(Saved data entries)
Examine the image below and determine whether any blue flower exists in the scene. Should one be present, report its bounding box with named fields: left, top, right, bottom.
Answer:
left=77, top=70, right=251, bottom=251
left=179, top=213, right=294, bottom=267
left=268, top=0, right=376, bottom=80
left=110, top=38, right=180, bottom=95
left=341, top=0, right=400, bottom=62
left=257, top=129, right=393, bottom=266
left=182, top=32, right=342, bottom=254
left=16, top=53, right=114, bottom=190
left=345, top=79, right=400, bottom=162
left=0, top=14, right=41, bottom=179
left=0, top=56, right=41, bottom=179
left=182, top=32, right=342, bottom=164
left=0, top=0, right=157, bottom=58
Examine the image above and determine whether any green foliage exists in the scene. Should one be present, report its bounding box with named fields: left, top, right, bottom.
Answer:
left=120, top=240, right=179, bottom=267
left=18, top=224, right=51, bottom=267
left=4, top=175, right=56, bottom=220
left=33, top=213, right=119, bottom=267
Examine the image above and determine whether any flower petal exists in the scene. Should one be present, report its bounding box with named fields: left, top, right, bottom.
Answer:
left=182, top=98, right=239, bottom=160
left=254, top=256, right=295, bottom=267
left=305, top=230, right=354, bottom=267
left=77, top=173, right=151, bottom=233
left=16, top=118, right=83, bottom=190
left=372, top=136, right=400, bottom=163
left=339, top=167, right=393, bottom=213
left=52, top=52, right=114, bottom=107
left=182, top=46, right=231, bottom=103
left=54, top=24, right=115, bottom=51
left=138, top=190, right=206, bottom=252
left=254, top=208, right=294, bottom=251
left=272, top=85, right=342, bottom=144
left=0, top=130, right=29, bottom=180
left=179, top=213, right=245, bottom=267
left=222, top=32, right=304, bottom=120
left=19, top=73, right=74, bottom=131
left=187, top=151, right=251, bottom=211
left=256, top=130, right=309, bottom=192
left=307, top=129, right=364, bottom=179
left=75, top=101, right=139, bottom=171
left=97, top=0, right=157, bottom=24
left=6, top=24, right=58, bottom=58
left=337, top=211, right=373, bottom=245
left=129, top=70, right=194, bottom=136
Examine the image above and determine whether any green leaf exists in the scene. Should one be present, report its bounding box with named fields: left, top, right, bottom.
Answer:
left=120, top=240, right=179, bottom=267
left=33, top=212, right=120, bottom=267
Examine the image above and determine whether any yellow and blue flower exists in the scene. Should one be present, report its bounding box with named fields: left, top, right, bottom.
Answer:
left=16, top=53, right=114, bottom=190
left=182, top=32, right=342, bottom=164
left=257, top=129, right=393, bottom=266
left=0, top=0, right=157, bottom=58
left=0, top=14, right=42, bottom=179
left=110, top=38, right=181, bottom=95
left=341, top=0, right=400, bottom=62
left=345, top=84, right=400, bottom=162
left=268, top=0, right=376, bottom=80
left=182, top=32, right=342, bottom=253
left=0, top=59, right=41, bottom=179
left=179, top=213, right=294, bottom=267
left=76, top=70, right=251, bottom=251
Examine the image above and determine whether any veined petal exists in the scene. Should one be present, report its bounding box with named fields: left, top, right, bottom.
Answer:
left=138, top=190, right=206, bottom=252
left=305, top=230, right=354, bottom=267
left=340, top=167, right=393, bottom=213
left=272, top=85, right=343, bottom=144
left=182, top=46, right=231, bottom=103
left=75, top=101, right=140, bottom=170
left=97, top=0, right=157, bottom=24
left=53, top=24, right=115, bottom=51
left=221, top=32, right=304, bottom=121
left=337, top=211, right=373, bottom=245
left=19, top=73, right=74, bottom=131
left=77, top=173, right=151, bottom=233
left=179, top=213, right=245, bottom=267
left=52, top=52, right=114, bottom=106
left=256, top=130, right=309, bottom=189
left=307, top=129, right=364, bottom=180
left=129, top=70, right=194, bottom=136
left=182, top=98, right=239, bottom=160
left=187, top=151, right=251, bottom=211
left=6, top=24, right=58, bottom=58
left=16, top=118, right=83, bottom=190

:: What needs to be done ::
Extract each line from the material above that contains the string "flower". Matching is case-sensitive.

:: Finished task ::
Examine the image below and determine whether any blue flower exists in the scene. Should one be present, report its bounding box with named fields: left, top, right, bottom.
Examine the image above and determine whether any flower petal exists in the scene. Should one be present, report its bounding box with named fields: left, top, right, bottom.
Examine the image above and determine whether any yellow and blue flower exists in the scene. Should one be present, report its bounding box with named fields: left, top, right, bottom.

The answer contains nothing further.